Arnau Sanz, sin hacer mucho ruido, ha ido acumulando ya una producción nada desdeñable en los últimos años. A sus fantásticos fanzines —Tito, por ejemplo— suma el 50% de uno de los tebeos  grapados de Apa Apa, Nacatamal y una novela gráfica larga, Albert contra Albert. Su nueva obra es Llavaneres, de nuevo con De Ponent, y hasta cierto punto sigue la línea de la anterior al practicar cierto tipo de memoria personal difusa, vaga, que no está tan interesada en contar una verdad objetiva, unos hechos, como en recrear sensaciones y hablar de cuestiones íntimas. Éste es el motivo de que su estilo de dibujo, igualmente indefinido, funcione tan bien. Con su manera tan suelta de dibujar se refuerza la idea de que lo que vemos no es tanto una fotografía del pasado como una construcción mental. Los rostros de sus monigotes son conscientemente imprecisos y los escenarios son en muchos casos simples masas de color, un color de lápices de colores vivos y planos, que recrean un mundo infantil pero también icónico y simbólico.

+===+

### Por hacer
1. ¿Qué título tiene la novela gráfica larga de Arnau Sanz que menciona la reseña sobre Llavaneres?
2. Escribe la continuación de la reseña sobre Llavaneres a partir de su última frase.
Las filas no hacen falta para nada de esto.

+===+

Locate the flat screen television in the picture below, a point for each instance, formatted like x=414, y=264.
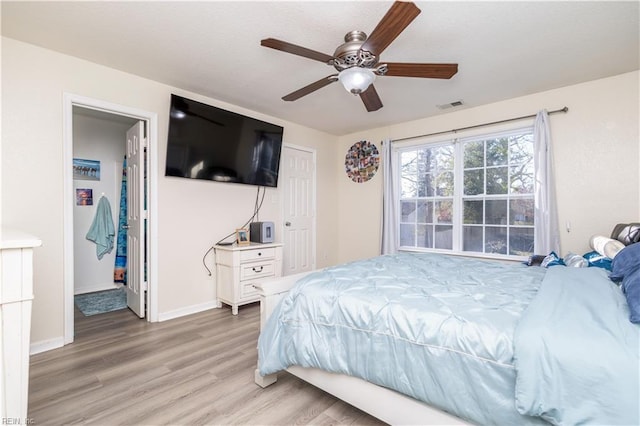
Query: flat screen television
x=213, y=144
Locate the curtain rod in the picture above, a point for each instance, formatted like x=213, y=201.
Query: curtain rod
x=565, y=109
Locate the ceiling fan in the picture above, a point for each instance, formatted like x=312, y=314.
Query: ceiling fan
x=357, y=60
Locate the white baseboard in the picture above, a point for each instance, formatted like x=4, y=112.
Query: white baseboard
x=46, y=345
x=94, y=288
x=193, y=309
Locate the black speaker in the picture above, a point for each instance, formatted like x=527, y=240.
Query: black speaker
x=261, y=232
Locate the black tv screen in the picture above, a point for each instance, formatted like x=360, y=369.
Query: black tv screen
x=210, y=143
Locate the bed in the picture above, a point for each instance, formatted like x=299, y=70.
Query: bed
x=419, y=338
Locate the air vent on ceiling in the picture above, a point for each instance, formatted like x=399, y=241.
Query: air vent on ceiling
x=453, y=104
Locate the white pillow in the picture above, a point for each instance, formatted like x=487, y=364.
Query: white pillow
x=606, y=246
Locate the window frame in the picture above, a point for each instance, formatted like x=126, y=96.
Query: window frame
x=458, y=198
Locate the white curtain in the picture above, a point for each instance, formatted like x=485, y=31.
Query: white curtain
x=547, y=234
x=389, y=201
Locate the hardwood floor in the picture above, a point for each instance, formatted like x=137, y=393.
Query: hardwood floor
x=194, y=370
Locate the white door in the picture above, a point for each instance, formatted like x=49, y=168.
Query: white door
x=298, y=191
x=136, y=215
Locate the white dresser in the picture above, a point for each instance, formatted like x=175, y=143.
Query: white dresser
x=239, y=268
x=16, y=296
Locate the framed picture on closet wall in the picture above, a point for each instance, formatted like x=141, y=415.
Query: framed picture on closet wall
x=86, y=169
x=84, y=197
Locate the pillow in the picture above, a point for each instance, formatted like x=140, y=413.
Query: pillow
x=597, y=260
x=606, y=246
x=631, y=288
x=626, y=268
x=626, y=262
x=551, y=259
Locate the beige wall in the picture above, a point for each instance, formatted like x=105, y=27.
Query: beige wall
x=192, y=215
x=596, y=149
x=597, y=184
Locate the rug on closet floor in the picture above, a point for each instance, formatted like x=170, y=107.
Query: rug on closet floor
x=101, y=301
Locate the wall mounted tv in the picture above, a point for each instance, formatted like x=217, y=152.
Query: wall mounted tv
x=210, y=143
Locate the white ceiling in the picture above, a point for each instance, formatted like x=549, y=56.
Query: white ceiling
x=504, y=50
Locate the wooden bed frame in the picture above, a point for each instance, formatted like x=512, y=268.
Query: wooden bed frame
x=385, y=404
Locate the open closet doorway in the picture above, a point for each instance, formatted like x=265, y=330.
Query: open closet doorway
x=110, y=165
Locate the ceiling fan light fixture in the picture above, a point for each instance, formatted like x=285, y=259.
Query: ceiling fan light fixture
x=356, y=79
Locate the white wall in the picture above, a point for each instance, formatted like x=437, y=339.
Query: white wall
x=103, y=139
x=595, y=145
x=192, y=214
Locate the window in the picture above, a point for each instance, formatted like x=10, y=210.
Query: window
x=469, y=195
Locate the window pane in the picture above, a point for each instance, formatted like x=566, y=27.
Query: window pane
x=444, y=211
x=444, y=157
x=522, y=179
x=472, y=238
x=408, y=211
x=495, y=192
x=496, y=213
x=425, y=236
x=425, y=211
x=521, y=149
x=497, y=152
x=496, y=239
x=444, y=184
x=473, y=154
x=473, y=182
x=444, y=237
x=407, y=235
x=425, y=185
x=409, y=174
x=521, y=212
x=474, y=211
x=521, y=241
x=497, y=180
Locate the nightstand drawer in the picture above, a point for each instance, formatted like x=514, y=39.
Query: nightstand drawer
x=257, y=254
x=248, y=290
x=251, y=271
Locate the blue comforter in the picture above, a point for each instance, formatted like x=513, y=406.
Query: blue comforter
x=438, y=328
x=490, y=342
x=577, y=354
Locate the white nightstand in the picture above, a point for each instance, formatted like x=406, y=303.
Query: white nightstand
x=238, y=268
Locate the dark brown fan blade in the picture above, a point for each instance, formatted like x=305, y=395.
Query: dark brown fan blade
x=296, y=50
x=400, y=69
x=371, y=99
x=311, y=88
x=398, y=17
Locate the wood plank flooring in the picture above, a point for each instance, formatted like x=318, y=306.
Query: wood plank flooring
x=194, y=370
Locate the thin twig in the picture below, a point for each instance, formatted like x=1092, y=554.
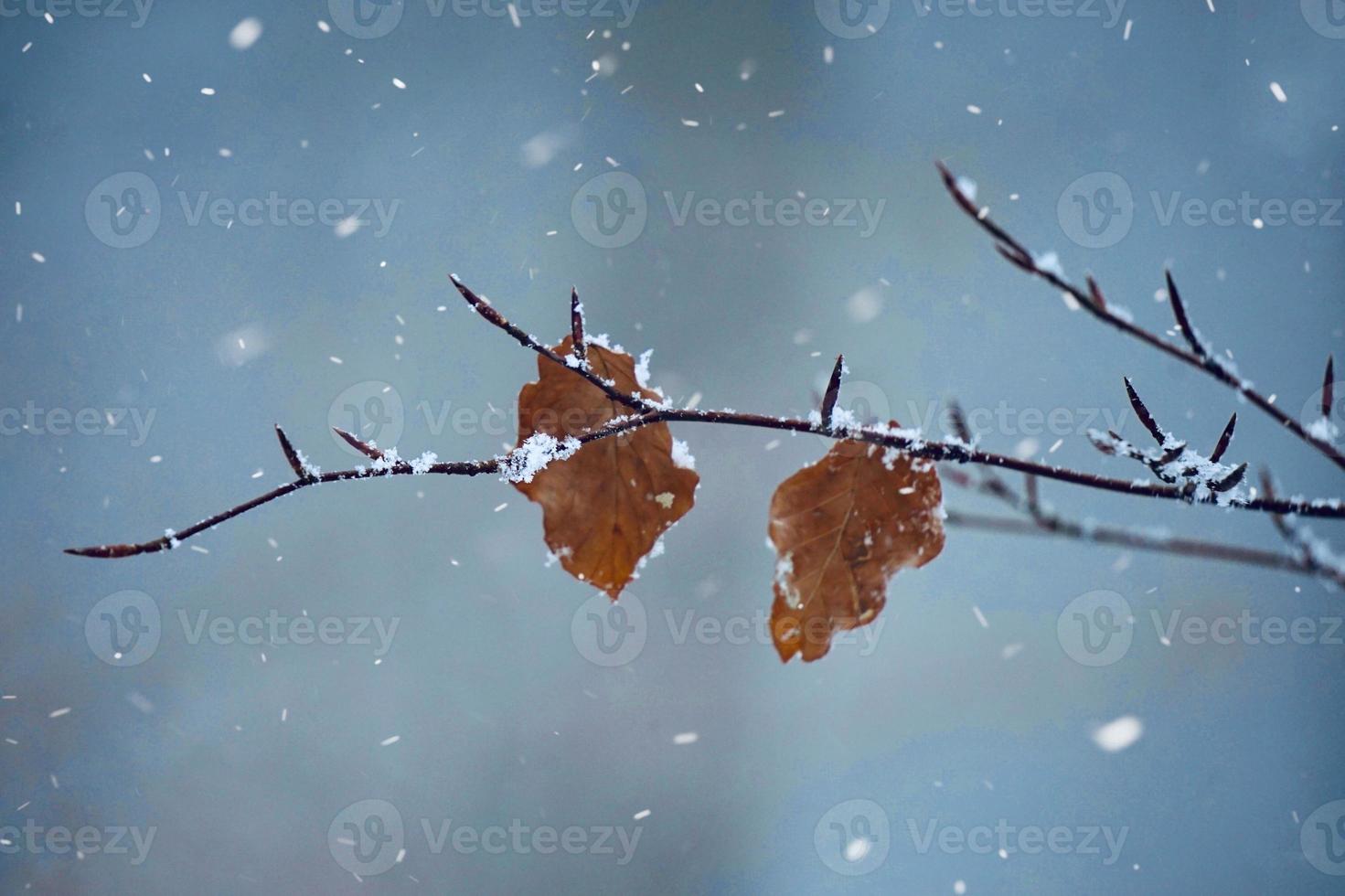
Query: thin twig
x=1093, y=303
x=1045, y=522
x=911, y=444
x=1141, y=541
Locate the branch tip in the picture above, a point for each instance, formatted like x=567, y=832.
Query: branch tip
x=291, y=455
x=1142, y=412
x=359, y=444
x=1225, y=439
x=828, y=400
x=1329, y=387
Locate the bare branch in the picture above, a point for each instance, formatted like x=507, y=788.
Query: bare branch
x=1225, y=439
x=1213, y=366
x=488, y=313
x=1145, y=417
x=828, y=400
x=1182, y=320
x=1329, y=387
x=362, y=447
x=291, y=455
x=954, y=451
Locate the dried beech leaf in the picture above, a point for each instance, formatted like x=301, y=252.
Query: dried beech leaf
x=604, y=507
x=842, y=528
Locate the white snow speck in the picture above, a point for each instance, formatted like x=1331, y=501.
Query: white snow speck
x=245, y=34
x=1118, y=735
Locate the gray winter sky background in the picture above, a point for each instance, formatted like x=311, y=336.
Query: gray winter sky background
x=182, y=257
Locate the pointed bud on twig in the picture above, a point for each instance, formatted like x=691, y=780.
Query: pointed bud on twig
x=1329, y=387
x=358, y=444
x=1142, y=412
x=577, y=325
x=1224, y=439
x=1231, y=479
x=828, y=400
x=1182, y=320
x=1095, y=291
x=291, y=455
x=1171, y=453
x=958, y=421
x=482, y=307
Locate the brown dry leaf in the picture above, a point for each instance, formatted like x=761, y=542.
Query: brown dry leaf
x=604, y=507
x=842, y=528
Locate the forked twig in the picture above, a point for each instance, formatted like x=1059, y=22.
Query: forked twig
x=1039, y=519
x=388, y=463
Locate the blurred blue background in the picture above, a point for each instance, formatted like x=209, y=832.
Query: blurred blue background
x=208, y=319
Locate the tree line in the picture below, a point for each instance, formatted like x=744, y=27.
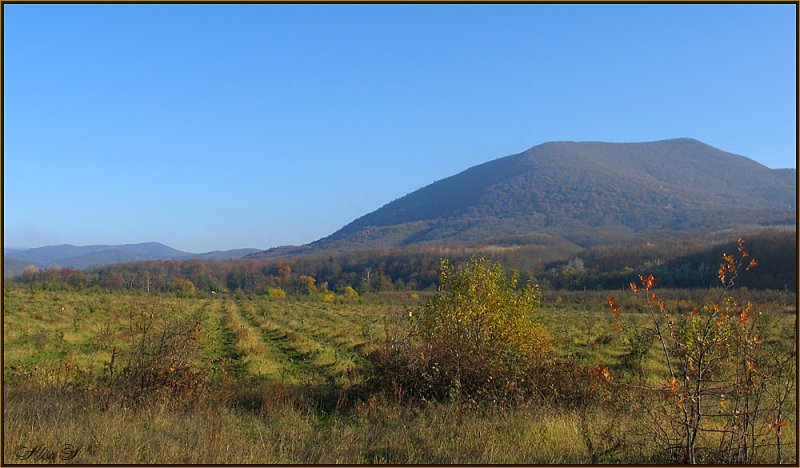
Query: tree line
x=678, y=263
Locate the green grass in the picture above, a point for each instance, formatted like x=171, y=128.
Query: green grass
x=282, y=372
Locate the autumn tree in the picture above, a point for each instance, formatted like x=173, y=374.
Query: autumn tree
x=720, y=375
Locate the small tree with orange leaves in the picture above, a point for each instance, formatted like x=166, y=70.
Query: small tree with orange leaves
x=724, y=393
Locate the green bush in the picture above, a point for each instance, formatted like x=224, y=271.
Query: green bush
x=474, y=340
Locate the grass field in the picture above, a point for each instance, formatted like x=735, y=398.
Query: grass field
x=281, y=379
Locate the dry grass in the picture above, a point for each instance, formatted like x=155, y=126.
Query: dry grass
x=289, y=405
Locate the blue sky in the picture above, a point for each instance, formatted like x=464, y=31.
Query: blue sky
x=212, y=127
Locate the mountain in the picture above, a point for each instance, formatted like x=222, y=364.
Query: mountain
x=66, y=255
x=97, y=255
x=223, y=254
x=585, y=192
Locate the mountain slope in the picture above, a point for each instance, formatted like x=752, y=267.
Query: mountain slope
x=586, y=192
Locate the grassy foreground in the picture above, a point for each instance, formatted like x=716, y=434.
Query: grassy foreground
x=283, y=386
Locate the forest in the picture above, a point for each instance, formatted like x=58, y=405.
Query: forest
x=678, y=264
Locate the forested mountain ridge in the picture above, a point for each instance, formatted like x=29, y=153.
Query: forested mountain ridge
x=584, y=192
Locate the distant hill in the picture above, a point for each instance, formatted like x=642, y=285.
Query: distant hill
x=585, y=192
x=98, y=255
x=14, y=266
x=223, y=254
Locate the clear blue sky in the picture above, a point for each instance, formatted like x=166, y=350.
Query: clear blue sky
x=221, y=126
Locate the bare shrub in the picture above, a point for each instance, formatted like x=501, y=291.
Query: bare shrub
x=160, y=361
x=723, y=398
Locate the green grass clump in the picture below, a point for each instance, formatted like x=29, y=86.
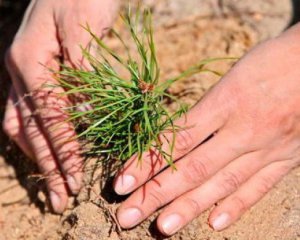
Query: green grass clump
x=126, y=115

+===+

### Resultados por tarea
1. Albert contra Albert.

2.
«No sé cuánto hay de realidad y cuánto de imaginación en este libro», confiesa la voz narradora hacia el final del mismo. De esta forma Sanz reconoce muy inteligentemente que ha entrado en el terreno de la autoficción, que es, en el fondo, la única forma totalmente sincera de afrontar la propia biografía infantil —lo hemos visto, hace muy poco, en la soberbia El árabe del futuro de Riad Sattouf—. Y más cuando gran parte del relato, centrado en la relación con su primo Nacho, transcurre durante las vacaciones de verano infantiles, que son un terreno bastante inseguro si se trata de contar la verdad. No sólo por el tiempo transcurrido desde entonces, sino porque el verano es casi un estado mental alterado en sí mismo, en el que la cotidianidad se abandona y se descubren muchas cosas nuevas. Los veranos infantiles, y más si se viaja a algún lugar donde pasarlos, suelen estar llenos de «primeras veces» y ritos de paso. Conoces gente nueva, o ves a personas que no ves durante el resto del año, como le sucede a Arnau con Nacho. Esas relaciones son especiales: en cierto sentido, nunca conoces a alguien mejor que en verano. Pero también es cierto decir que en verano no conoces a la gente de verdad. Es el momento de ser otra persona, libre de las rutinas y del conocimiento que los demás tienen sobre ti. Y más allá de eso, los largos hiatos en el tiempo, y más a estas edades, son importantes.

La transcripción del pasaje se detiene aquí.